SHORT EXERCISE >> What is needed is an exact repeat of the lines from the line containing "For the window in" through the final line of the entries below, and nothing else.

>> start

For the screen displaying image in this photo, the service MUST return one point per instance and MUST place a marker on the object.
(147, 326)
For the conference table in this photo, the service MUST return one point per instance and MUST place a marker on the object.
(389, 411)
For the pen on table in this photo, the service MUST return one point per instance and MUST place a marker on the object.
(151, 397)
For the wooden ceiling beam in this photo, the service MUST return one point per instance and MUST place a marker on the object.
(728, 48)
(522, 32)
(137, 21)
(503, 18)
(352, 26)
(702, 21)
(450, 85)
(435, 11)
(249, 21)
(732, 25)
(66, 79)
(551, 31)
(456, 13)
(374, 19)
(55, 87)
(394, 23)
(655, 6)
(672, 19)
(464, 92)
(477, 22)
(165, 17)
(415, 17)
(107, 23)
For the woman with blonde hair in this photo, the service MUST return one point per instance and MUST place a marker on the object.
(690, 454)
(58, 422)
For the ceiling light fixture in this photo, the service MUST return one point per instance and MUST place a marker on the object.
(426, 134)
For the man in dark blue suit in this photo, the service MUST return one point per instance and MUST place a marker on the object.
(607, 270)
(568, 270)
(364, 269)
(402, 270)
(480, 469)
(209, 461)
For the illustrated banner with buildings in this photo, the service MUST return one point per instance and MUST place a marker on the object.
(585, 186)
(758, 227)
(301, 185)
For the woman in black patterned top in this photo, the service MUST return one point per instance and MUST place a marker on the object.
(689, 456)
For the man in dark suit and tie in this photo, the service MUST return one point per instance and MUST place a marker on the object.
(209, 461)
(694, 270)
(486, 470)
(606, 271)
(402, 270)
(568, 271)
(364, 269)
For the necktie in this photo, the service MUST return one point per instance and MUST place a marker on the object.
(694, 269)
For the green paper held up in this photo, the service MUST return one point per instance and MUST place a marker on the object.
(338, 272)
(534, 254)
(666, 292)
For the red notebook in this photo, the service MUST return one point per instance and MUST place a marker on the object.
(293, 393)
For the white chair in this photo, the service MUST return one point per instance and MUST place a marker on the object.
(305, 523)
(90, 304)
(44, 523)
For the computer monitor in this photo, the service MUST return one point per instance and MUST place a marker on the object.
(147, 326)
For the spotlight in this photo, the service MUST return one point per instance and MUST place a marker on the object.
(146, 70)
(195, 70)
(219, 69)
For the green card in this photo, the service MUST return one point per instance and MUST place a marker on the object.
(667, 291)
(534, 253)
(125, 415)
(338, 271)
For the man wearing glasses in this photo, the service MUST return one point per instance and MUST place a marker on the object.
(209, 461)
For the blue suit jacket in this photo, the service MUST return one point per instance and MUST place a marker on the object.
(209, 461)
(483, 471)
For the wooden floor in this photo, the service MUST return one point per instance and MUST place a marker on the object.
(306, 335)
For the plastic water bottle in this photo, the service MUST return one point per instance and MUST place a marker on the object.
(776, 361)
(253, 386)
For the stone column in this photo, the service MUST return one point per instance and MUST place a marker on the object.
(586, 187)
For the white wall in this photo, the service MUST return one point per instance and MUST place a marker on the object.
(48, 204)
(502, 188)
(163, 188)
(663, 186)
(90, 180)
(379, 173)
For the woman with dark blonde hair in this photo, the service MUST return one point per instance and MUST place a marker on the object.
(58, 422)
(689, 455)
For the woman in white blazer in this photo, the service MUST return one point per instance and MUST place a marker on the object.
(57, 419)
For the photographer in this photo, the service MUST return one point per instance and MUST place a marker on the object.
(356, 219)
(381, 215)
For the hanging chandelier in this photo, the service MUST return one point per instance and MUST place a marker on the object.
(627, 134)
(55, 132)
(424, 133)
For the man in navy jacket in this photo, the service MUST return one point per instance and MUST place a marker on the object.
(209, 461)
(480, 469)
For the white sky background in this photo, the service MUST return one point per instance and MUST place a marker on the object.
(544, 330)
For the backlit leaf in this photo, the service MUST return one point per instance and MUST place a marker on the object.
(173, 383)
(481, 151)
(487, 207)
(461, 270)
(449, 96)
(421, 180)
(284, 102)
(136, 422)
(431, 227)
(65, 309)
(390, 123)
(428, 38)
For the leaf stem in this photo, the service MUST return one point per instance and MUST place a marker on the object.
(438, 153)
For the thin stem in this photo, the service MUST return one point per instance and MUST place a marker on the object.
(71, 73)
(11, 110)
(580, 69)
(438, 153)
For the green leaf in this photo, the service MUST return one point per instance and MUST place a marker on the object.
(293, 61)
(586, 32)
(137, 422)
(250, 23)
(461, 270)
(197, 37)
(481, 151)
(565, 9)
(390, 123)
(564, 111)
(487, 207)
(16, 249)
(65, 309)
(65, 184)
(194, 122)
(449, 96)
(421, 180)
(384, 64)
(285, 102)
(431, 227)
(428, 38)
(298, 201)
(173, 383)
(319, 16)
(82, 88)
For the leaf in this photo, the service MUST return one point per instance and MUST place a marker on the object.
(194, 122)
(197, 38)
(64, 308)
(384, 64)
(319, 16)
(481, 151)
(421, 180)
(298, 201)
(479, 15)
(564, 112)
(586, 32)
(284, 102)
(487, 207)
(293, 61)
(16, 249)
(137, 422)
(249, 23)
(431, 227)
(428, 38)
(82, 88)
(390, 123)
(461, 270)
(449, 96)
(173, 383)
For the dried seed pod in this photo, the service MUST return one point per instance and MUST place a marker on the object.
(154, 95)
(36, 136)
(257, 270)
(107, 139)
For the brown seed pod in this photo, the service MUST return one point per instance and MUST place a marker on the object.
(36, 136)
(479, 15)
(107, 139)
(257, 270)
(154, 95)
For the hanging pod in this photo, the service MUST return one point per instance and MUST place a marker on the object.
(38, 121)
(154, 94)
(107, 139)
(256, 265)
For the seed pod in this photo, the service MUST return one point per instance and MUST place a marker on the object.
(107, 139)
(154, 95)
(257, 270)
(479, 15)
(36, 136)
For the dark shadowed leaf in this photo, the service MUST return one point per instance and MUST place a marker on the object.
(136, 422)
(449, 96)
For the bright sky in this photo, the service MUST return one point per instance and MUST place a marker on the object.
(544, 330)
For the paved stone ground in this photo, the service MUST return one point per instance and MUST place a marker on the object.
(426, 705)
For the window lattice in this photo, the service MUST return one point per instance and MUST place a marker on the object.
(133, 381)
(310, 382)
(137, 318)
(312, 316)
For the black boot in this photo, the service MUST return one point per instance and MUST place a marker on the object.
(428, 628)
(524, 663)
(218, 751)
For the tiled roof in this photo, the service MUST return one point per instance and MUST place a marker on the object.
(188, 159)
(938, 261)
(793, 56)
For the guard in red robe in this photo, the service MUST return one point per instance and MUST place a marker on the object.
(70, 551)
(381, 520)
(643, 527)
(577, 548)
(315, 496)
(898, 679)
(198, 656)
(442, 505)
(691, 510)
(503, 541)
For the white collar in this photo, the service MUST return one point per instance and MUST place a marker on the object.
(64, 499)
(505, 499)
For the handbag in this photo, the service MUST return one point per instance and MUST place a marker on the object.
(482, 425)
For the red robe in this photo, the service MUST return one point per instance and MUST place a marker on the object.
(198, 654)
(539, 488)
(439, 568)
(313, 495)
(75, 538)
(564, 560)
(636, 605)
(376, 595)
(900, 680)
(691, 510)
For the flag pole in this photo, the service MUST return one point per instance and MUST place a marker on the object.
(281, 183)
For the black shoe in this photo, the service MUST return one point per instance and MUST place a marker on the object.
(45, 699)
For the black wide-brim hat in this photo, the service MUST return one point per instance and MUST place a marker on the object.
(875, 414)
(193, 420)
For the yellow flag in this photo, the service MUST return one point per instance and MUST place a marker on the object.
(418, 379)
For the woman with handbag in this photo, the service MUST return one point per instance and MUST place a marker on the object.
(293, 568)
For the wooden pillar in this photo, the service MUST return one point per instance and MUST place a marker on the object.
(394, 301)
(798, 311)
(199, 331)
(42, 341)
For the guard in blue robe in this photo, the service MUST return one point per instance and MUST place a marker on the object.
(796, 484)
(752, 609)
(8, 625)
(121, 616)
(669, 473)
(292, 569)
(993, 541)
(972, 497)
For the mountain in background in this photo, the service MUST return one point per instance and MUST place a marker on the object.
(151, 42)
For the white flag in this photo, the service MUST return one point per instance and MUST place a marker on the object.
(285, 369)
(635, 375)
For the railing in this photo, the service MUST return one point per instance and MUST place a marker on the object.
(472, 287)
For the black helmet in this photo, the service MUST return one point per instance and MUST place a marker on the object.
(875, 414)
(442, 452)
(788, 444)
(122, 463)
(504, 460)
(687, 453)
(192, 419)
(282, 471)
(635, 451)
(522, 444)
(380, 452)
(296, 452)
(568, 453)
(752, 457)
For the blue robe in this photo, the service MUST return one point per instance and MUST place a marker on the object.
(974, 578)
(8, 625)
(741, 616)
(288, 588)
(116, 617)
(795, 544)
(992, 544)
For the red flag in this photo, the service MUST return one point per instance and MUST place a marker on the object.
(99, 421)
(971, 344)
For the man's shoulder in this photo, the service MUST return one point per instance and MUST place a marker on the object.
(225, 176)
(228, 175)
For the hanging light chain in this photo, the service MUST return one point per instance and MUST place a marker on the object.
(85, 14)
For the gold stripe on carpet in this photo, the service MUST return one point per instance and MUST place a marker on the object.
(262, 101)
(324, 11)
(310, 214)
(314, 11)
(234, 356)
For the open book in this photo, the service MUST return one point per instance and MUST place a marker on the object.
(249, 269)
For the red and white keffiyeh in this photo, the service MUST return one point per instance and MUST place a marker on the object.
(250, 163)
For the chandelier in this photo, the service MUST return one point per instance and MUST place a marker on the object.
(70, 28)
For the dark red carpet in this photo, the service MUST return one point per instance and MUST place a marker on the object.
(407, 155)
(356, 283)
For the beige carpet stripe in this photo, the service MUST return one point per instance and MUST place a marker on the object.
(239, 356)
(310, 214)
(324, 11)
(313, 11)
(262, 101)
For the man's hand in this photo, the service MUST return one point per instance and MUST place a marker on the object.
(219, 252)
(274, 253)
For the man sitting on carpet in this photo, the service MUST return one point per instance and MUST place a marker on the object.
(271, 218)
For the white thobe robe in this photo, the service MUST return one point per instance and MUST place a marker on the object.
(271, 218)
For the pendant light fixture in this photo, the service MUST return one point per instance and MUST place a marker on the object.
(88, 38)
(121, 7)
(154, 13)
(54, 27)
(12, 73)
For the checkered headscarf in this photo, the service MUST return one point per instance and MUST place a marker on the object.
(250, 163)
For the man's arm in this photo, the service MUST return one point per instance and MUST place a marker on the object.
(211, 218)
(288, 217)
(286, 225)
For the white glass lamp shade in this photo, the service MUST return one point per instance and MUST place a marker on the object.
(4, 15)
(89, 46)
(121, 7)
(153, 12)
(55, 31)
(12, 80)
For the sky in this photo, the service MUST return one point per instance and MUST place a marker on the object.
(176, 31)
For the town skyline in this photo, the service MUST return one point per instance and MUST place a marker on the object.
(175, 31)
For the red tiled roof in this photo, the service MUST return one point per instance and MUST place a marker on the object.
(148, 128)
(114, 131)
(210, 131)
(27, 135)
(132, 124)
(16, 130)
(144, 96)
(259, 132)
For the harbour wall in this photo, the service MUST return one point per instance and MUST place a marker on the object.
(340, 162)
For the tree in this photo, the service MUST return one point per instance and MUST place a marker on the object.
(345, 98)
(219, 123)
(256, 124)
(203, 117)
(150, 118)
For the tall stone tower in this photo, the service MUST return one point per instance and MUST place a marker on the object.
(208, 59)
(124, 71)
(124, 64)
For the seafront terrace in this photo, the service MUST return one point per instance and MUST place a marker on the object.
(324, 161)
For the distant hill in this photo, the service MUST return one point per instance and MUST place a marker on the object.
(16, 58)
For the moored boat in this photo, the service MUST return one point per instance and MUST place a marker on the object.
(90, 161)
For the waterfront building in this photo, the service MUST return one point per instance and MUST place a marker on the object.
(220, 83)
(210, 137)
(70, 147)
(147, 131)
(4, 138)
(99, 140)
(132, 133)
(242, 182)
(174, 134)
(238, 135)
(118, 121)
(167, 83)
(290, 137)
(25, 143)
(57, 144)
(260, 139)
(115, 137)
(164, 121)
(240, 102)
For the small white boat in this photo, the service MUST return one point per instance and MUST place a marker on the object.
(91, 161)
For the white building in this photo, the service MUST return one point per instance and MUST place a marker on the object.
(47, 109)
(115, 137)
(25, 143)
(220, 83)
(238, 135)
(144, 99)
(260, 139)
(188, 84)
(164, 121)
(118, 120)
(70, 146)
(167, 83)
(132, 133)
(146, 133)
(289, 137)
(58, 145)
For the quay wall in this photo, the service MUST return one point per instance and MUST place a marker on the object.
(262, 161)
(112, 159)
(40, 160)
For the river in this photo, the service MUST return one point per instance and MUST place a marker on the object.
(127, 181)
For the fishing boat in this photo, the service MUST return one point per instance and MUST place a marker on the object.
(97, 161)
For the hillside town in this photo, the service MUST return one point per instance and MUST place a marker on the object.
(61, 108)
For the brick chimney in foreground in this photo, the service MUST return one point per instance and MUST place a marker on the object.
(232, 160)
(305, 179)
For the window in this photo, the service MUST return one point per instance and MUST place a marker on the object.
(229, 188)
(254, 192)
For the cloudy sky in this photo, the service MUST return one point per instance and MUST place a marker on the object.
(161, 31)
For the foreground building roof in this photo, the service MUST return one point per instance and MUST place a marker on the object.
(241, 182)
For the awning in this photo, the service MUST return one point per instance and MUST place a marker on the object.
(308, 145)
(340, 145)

>> end

EXERCISE RESPONSE >>
For the window in this photo, the service MUST return one point per instance and MUST place a marker on the object.
(229, 188)
(254, 192)
For the cloudy sky in this photo, the service MUST return one point per instance and MUST place a marker on the object.
(161, 31)
For the foreground building roof in this photo, the service MUST return one point per instance and MUST place a marker on the object.
(241, 182)
For the awning in this photo, the service MUST return one point per instance and MUST place a marker on the object.
(308, 145)
(340, 145)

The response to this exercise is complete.